◆ **Task directions**
Copy all lines below exactly as written. Leave pictures out.

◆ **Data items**
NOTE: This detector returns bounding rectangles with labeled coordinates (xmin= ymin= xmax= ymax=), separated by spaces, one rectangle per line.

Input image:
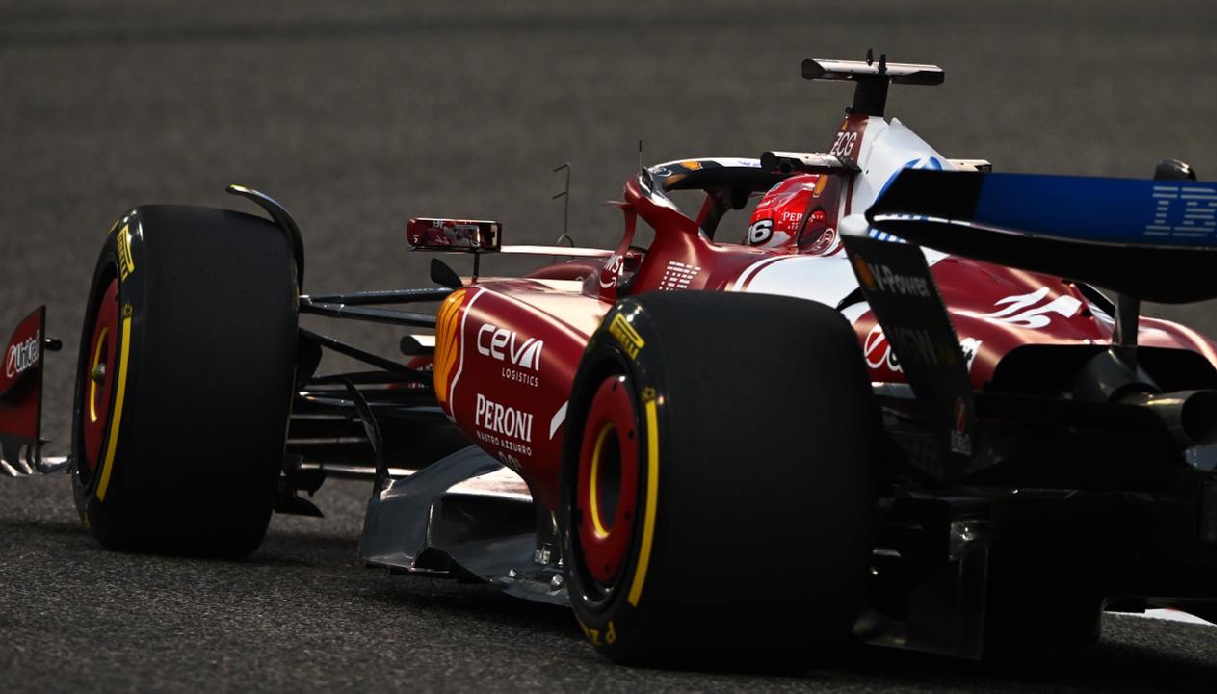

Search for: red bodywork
xmin=431 ymin=119 xmax=1217 ymax=512
xmin=0 ymin=307 xmax=46 ymax=457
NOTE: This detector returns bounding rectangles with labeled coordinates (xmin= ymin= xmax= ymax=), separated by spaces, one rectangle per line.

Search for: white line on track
xmin=1128 ymin=610 xmax=1214 ymax=627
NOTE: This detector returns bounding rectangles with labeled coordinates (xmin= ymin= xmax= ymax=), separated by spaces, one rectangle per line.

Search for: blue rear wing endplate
xmin=866 ymin=170 xmax=1217 ymax=303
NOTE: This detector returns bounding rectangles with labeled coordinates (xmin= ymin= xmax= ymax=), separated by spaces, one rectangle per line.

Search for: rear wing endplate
xmin=840 ymin=227 xmax=978 ymax=481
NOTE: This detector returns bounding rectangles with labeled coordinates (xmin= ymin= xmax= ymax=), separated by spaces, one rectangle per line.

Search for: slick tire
xmin=70 ymin=205 xmax=298 ymax=557
xmin=560 ymin=291 xmax=879 ymax=672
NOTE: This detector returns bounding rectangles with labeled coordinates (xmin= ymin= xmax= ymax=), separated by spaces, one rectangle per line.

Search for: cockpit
xmin=633 ymin=155 xmax=855 ymax=255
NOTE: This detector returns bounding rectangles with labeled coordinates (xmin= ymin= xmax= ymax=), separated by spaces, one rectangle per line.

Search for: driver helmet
xmin=745 ymin=173 xmax=839 ymax=255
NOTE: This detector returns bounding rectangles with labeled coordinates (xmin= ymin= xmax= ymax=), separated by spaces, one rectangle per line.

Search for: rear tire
xmin=70 ymin=205 xmax=298 ymax=557
xmin=560 ymin=291 xmax=879 ymax=672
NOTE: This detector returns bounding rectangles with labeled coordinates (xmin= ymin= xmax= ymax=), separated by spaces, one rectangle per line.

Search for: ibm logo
xmin=1145 ymin=184 xmax=1217 ymax=238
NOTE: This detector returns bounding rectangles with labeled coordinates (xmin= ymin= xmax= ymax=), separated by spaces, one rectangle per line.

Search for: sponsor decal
xmin=576 ymin=616 xmax=617 ymax=647
xmin=609 ymin=314 xmax=644 ymax=359
xmin=500 ymin=367 xmax=538 ymax=388
xmin=863 ymin=324 xmax=981 ymax=373
xmin=476 ymin=430 xmax=531 ymax=457
xmin=475 ymin=393 xmax=534 ymax=456
xmin=116 ymin=224 xmax=135 ymax=281
xmin=678 ymin=160 xmax=703 ymax=170
xmin=858 ymin=260 xmax=932 ymax=298
xmin=477 ymin=323 xmax=542 ymax=387
xmin=889 ymin=326 xmax=950 ymax=367
xmin=950 ymin=397 xmax=973 ymax=456
xmin=1145 ymin=184 xmax=1217 ymax=237
xmin=5 ymin=330 xmax=40 ymax=379
xmin=599 ymin=254 xmax=625 ymax=289
xmin=475 ymin=393 xmax=533 ymax=441
xmin=966 ymin=287 xmax=1082 ymax=329
xmin=862 ymin=325 xmax=890 ymax=370
xmin=658 ymin=261 xmax=700 ymax=291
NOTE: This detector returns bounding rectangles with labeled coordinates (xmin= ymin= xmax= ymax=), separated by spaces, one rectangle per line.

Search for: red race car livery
xmin=4 ymin=53 xmax=1217 ymax=672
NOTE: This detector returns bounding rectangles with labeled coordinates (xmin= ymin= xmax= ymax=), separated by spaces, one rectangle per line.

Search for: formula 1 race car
xmin=4 ymin=53 xmax=1217 ymax=672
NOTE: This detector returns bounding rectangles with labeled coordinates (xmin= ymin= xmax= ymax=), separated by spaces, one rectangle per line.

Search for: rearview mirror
xmin=407 ymin=218 xmax=502 ymax=252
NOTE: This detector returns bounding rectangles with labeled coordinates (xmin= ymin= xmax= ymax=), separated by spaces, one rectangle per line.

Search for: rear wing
xmin=865 ymin=169 xmax=1217 ymax=303
xmin=842 ymin=168 xmax=1217 ymax=482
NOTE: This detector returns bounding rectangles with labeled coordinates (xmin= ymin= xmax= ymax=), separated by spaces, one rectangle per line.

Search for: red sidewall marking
xmin=83 ymin=279 xmax=119 ymax=473
xmin=576 ymin=375 xmax=640 ymax=585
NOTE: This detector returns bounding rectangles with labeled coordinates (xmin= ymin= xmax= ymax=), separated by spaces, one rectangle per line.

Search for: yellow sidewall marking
xmin=589 ymin=422 xmax=615 ymax=538
xmin=116 ymin=224 xmax=135 ymax=282
xmin=627 ymin=399 xmax=659 ymax=607
xmin=96 ymin=315 xmax=131 ymax=501
xmin=88 ymin=327 xmax=109 ymax=423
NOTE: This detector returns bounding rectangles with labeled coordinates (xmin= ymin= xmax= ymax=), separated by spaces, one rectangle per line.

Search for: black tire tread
xmin=72 ymin=205 xmax=298 ymax=557
xmin=564 ymin=290 xmax=879 ymax=672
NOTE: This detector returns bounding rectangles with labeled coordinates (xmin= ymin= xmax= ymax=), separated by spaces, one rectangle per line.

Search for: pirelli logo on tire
xmin=116 ymin=225 xmax=136 ymax=282
xmin=609 ymin=314 xmax=644 ymax=360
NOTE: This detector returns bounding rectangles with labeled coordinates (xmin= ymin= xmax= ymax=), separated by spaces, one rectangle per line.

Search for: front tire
xmin=560 ymin=291 xmax=879 ymax=672
xmin=71 ymin=205 xmax=298 ymax=557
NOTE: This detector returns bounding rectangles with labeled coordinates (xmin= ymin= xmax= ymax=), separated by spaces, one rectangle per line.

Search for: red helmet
xmin=745 ymin=174 xmax=839 ymax=255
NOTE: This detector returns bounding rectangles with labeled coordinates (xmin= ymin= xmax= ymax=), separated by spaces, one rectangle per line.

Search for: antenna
xmin=551 ymin=163 xmax=574 ymax=264
xmin=552 ymin=162 xmax=571 ymax=243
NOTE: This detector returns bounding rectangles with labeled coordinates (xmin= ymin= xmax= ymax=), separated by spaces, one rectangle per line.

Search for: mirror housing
xmin=407 ymin=218 xmax=502 ymax=252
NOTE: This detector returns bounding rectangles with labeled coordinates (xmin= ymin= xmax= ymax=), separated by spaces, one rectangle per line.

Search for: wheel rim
xmin=82 ymin=278 xmax=119 ymax=474
xmin=576 ymin=374 xmax=640 ymax=586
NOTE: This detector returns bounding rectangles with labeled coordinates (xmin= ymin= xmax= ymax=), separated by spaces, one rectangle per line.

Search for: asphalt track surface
xmin=3 ymin=1 xmax=1217 ymax=691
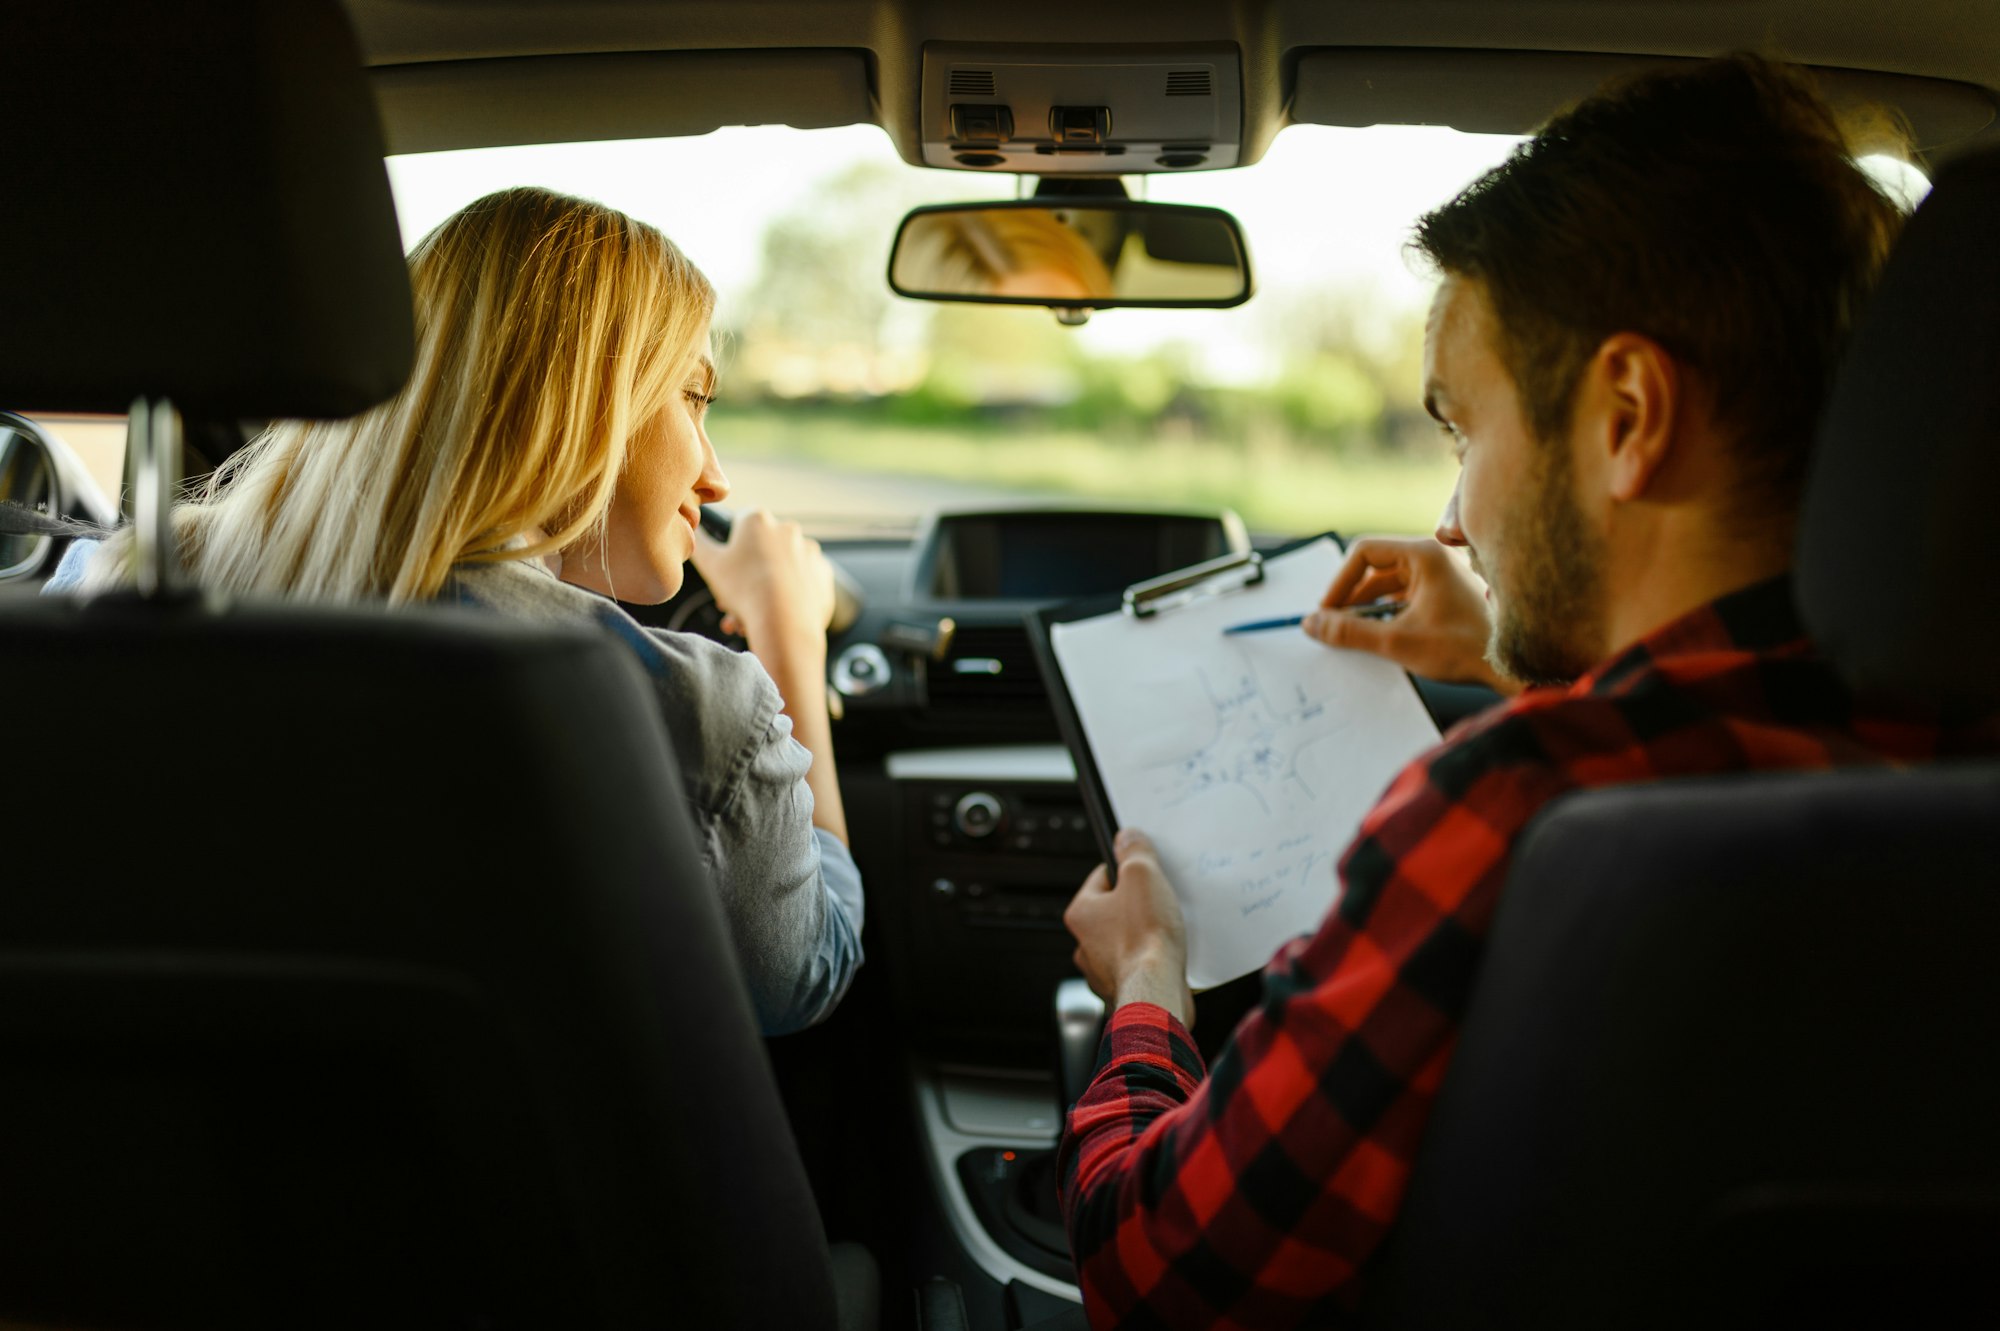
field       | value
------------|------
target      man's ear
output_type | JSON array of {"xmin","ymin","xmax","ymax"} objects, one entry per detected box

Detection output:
[{"xmin": 1583, "ymin": 332, "xmax": 1679, "ymax": 504}]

◆ **Answer box**
NOTE: This detector returns bounding rectangles with labeled coordinates (xmin= ymin= xmax= ymax=), separated by spaces, one rectangle per line.

Input image:

Search for: red bodywork
xmin=431 ymin=119 xmax=1217 ymax=512
xmin=0 ymin=307 xmax=46 ymax=457
NOTE: This detector returns bounding rectangles with labeled coordinates (xmin= ymin= xmax= ymax=), separated by spaces, one rectangle per line.

Search for: white line on track
xmin=1128 ymin=610 xmax=1214 ymax=627
NOTE: This detector returns bounding rectangles with labeled coordinates (xmin= ymin= xmax= ymax=), separated by spaces, one rectangle per line.

Search for: blue rear wing endplate
xmin=866 ymin=170 xmax=1217 ymax=303
NOTE: This detector returns bounding rectangles with labeled coordinates (xmin= ymin= xmax= ymax=), separated by spaces, one rectangle per line.

Search for: rear wing endplate
xmin=840 ymin=227 xmax=978 ymax=481
NOTE: This detector returns bounding rectangles with labeled coordinates (xmin= ymin= xmax= ymax=), separated by spaces, one rectangle per line.

Search for: slick tire
xmin=70 ymin=205 xmax=298 ymax=557
xmin=560 ymin=291 xmax=879 ymax=672
NOTE: This detector returns bounding rectangles with labeled coordinates (xmin= ymin= xmax= ymax=), separated by spaces, one rectangle per line.

Search for: cockpit
xmin=633 ymin=155 xmax=855 ymax=255
NOTE: This detector returns bounding rectangles with labeled coordinates (xmin= ymin= xmax= ymax=), separated by spaces, one rectangle per line.

Search for: driver helmet
xmin=745 ymin=173 xmax=839 ymax=255
NOTE: This detector returns bounding rectangles with labeled coordinates (xmin= ymin= xmax= ymax=), separated by spaces, one rectangle per line.

Search for: rear tire
xmin=70 ymin=205 xmax=298 ymax=557
xmin=560 ymin=291 xmax=879 ymax=672
NOTE: This detector returns bounding rectangles with labeled coordinates (xmin= ymin= xmax= ymax=), separated by spaces, one rectangle per line.

Search for: ibm logo
xmin=1145 ymin=184 xmax=1217 ymax=238
NOTE: This detector returns bounding rectangles with labeled coordinates (xmin= ymin= xmax= ymax=), separated by spaces, one rectangle per line.

Search for: sponsor decal
xmin=576 ymin=616 xmax=617 ymax=647
xmin=609 ymin=314 xmax=644 ymax=359
xmin=500 ymin=367 xmax=538 ymax=388
xmin=863 ymin=324 xmax=981 ymax=373
xmin=476 ymin=430 xmax=531 ymax=457
xmin=475 ymin=393 xmax=534 ymax=456
xmin=116 ymin=224 xmax=135 ymax=281
xmin=678 ymin=160 xmax=703 ymax=170
xmin=858 ymin=260 xmax=932 ymax=298
xmin=477 ymin=323 xmax=542 ymax=387
xmin=889 ymin=326 xmax=950 ymax=367
xmin=950 ymin=397 xmax=973 ymax=456
xmin=1145 ymin=184 xmax=1217 ymax=237
xmin=5 ymin=330 xmax=40 ymax=379
xmin=599 ymin=254 xmax=625 ymax=289
xmin=475 ymin=393 xmax=533 ymax=441
xmin=966 ymin=287 xmax=1082 ymax=329
xmin=862 ymin=325 xmax=890 ymax=370
xmin=658 ymin=261 xmax=700 ymax=291
NOTE: This detector returns bounding rectangles with labeled coordinates (xmin= ymin= xmax= ymax=), separated by spaces, one rectangle per line.

Search for: red race car livery
xmin=4 ymin=53 xmax=1217 ymax=672
NOTE: This detector returns bounding rectangles with labeled coordinates (xmin= ymin= xmax= ymax=), separated by spaces, one rectangle per line.

Search for: formula 1 race car
xmin=4 ymin=53 xmax=1217 ymax=672
NOTE: This detector returns bounding rectangles with labeled coordinates (xmin= ymin= xmax= ymax=), separated by spaces, one rectangle per line.

Search for: rearview mirror
xmin=407 ymin=218 xmax=502 ymax=252
NOTE: This detector returns bounding rectangles with labeled coordinates (xmin= ymin= xmax= ymax=), separated by spaces, one rectangle per line.

Search for: rear wing
xmin=865 ymin=169 xmax=1217 ymax=303
xmin=842 ymin=168 xmax=1217 ymax=482
NOTE: This detector returns bounding rectangles with labeled coordinates (xmin= ymin= xmax= ymax=), separated by spaces, one rectangle per line.

Search for: red sidewall marking
xmin=83 ymin=279 xmax=119 ymax=473
xmin=576 ymin=375 xmax=640 ymax=585
NOTE: This detector returns bounding rectangles with labeled coordinates (xmin= ymin= xmax= ymax=), separated by spaces, one rectangle per line.

Search for: yellow sidewall marking
xmin=589 ymin=422 xmax=615 ymax=538
xmin=116 ymin=224 xmax=135 ymax=282
xmin=627 ymin=399 xmax=659 ymax=607
xmin=96 ymin=315 xmax=131 ymax=501
xmin=88 ymin=327 xmax=109 ymax=423
NOTE: This detector returns bounding rectangles with labeled coordinates (xmin= ymin= xmax= ymax=), separated by spaces, one rectangle per line.

Search for: black tire tread
xmin=72 ymin=205 xmax=298 ymax=557
xmin=564 ymin=290 xmax=879 ymax=672
NOTE: This detector returns bounding rectangles with labeled coordinates (xmin= ymin= xmax= ymax=), separated by spaces, one rectangle per line.

Search for: pirelli logo on tire
xmin=116 ymin=225 xmax=136 ymax=282
xmin=609 ymin=314 xmax=644 ymax=360
NOTE: This detector returns bounding rectangles with labeled coordinates (xmin= ymin= xmax= ymax=), separated by spaces, one rectangle per line.

Search for: front tire
xmin=560 ymin=291 xmax=879 ymax=672
xmin=71 ymin=205 xmax=298 ymax=557
NOTE: This detector returns bounding rectangles with labeled coordinates (xmin= ymin= xmax= ymax=), separated by spaces, one rectangle per line.

Search for: red helmet
xmin=745 ymin=174 xmax=839 ymax=255
NOTE: This detector returns bounding rectangles with labeled coordinates (xmin= ymin= xmax= ymax=), separated by spaces, one rectangle per line.

Search for: antenna
xmin=551 ymin=163 xmax=574 ymax=264
xmin=552 ymin=162 xmax=571 ymax=243
NOTE: This detector returns bounding rectangles with labeled coordinates (xmin= ymin= xmax= ymax=), separated by spaces, one rectangle per line.

Search for: mirror housing
xmin=407 ymin=218 xmax=502 ymax=252
NOTE: This detector returns bounding rectangles with labeled coordinates (xmin= ymin= xmax= ymax=), separated by spaces, one rectangle per line.

Search for: wheel rim
xmin=82 ymin=278 xmax=119 ymax=474
xmin=576 ymin=374 xmax=640 ymax=586
NOTE: This detector returns bounding rectangles with labeled coordinates (xmin= ymin= xmax= ymax=), separated by spaces, one rectangle per line.

Search for: asphalt track surface
xmin=3 ymin=1 xmax=1217 ymax=691
field       | value
------------|------
target      man's ear
output_type | JSON array of {"xmin","ymin","xmax","ymax"} objects, one entry per detected box

Detection output:
[{"xmin": 1583, "ymin": 332, "xmax": 1679, "ymax": 504}]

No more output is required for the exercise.